- Tugas Latihan
A - Ketik ulang sebagian berita tentang radio komunitas di Balikpapan Utara tanpa perubahan apa pun. Mulailah pada kata-kata yang memuat "Aneh, Orang Indonesia" dan berhentilah setelah "ada akhir siaran.".
B - Menurut berita tentang radio komunitas di Balikpapan Utara, apa alasan pengelola Radio Ibnul Qoyyim menolak kewajiban menyiarkan lagu Indonesia Raya?

- Cuplikan Dokumen

Kamis, 09 Juni 2011

Aneh, Orang Indonesia tidak Mau Indonesia Raya

JAKARTA - Pengelola Radio Ibnul Qoyyim di Balikpapan Utara menolak kewajiban menyiarkan lagu Indonesia Raya karena ada unsur musiknya. Setelah pertemuan mereka dengan Komisi Penyiaran Indonesia (KPI), kedua belah pihak sepakat radio komunitas tersebut boleh tidak menyiarkan lagu kebangsaan Indonesia itu karena akan siaran non-stop 24 jam sehari. Lagu Indonesia Raya wajib disiarkan di awal dan akhir siaran setiap radio, sehingga kalau non-stop berarti tdk ada awal dan tdk ada akhir siaran.

- Daftar Data

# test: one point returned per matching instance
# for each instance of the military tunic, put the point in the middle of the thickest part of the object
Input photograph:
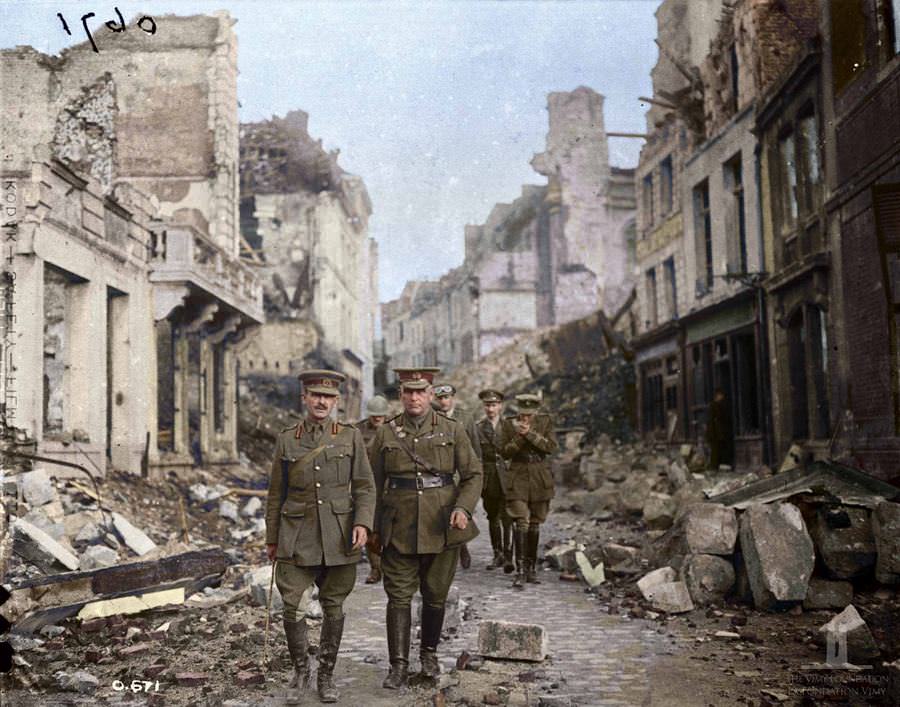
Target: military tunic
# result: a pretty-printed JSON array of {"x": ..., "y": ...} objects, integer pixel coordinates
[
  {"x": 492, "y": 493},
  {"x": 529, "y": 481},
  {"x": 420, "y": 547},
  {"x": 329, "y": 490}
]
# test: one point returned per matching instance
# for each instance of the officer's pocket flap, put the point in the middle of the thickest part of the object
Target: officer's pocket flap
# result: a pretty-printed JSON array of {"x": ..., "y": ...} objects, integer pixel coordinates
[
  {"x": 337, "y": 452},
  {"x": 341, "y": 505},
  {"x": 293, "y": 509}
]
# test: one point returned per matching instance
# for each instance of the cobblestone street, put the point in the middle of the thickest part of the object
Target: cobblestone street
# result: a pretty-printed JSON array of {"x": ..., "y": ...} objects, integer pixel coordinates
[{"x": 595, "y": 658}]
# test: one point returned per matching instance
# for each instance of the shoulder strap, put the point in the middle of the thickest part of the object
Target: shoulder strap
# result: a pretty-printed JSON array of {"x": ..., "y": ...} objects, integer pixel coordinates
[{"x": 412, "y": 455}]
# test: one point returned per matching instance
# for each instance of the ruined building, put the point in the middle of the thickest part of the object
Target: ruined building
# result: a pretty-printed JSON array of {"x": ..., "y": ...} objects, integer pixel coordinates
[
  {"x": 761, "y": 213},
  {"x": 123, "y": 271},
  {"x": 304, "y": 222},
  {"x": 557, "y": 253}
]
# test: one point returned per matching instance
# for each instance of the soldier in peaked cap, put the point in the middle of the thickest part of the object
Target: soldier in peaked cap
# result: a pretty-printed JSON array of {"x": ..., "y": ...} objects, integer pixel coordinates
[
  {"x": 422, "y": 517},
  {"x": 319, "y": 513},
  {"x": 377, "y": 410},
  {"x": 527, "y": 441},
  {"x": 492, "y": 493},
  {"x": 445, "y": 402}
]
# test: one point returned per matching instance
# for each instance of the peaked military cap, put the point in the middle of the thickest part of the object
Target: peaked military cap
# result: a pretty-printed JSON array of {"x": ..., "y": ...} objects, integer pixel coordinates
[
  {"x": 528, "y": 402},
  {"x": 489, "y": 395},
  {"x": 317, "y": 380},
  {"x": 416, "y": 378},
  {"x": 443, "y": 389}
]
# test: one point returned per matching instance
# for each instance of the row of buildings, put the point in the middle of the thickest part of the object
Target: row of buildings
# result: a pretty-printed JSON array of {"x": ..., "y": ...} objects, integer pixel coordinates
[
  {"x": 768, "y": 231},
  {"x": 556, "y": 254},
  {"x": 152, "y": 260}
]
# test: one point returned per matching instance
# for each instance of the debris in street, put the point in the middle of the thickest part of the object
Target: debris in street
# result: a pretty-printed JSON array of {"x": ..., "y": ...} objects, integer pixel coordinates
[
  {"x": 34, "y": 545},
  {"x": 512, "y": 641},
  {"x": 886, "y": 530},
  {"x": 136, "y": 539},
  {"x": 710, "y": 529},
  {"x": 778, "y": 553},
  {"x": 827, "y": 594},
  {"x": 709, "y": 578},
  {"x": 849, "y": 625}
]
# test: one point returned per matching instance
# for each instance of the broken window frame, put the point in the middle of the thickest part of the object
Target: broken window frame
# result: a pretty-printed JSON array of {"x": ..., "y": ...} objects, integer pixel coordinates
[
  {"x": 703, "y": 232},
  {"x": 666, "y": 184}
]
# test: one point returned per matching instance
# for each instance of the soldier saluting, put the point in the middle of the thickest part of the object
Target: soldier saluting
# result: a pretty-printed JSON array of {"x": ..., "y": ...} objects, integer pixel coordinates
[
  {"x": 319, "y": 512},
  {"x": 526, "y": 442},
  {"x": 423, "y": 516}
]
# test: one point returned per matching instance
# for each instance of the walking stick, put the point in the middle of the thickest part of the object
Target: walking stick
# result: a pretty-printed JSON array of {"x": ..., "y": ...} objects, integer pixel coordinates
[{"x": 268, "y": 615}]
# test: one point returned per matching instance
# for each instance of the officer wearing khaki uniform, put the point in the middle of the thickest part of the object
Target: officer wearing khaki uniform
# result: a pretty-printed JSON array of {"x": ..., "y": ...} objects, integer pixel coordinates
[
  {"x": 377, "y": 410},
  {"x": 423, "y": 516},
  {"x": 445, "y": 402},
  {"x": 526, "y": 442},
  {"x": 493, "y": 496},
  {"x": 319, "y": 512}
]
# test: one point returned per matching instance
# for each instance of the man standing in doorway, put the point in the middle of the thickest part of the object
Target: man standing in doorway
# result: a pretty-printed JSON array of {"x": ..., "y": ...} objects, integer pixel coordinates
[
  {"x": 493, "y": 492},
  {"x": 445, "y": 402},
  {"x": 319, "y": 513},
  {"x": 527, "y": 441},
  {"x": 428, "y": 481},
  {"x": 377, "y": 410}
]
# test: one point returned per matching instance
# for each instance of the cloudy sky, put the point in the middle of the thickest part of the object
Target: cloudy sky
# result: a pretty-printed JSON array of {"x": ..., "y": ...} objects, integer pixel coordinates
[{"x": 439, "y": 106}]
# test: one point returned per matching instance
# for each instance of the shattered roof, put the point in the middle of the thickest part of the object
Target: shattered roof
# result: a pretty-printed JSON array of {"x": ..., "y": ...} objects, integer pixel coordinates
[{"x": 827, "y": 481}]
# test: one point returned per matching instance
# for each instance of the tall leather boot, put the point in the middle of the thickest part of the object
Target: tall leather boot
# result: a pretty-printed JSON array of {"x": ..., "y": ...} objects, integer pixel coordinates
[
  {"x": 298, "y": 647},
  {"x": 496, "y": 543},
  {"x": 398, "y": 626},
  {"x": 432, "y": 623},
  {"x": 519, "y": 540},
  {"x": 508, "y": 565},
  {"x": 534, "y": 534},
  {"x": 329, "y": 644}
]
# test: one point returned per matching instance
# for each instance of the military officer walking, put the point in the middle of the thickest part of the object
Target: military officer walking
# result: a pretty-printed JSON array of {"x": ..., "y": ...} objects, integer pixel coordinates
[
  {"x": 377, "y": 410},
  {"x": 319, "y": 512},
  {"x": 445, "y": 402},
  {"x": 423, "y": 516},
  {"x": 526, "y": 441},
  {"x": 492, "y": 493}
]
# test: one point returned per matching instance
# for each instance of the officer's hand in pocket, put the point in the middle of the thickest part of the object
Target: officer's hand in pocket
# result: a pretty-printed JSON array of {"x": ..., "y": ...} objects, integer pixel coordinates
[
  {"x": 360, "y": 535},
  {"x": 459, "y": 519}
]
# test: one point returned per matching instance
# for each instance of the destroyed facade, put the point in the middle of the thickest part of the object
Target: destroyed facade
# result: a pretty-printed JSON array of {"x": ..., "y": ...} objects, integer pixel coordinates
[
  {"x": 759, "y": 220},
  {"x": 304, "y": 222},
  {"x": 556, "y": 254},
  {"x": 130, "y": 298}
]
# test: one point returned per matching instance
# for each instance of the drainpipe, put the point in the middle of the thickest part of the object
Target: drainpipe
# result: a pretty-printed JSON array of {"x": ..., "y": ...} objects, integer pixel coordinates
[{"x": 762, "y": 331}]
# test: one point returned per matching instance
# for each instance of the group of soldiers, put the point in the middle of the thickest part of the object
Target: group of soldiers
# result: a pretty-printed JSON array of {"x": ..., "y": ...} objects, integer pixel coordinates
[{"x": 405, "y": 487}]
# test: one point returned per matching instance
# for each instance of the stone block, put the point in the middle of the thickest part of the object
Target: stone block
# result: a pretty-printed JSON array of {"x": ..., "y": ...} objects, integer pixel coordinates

- Jawaban Setiap Tugas
A -
Aneh, Orang Indonesia tidak Mau Indonesia Raya

JAKARTA - Pengelola Radio Ibnul Qoyyim di Balikpapan Utara menolak kewajiban menyiarkan lagu Indonesia Raya karena ada unsur musiknya. Setelah pertemuan mereka dengan Komisi Penyiaran Indonesia (KPI), kedua belah pihak sepakat radio komunitas tersebut boleh tidak menyiarkan lagu kebangsaan Indonesia itu karena akan siaran non-stop 24 jam sehari. Lagu Indonesia Raya wajib disiarkan di awal dan akhir siaran setiap radio, sehingga kalau non-stop berarti tdk ada awal dan tdk ada akhir siaran.

B - Lagu itu mengandung unsur musik.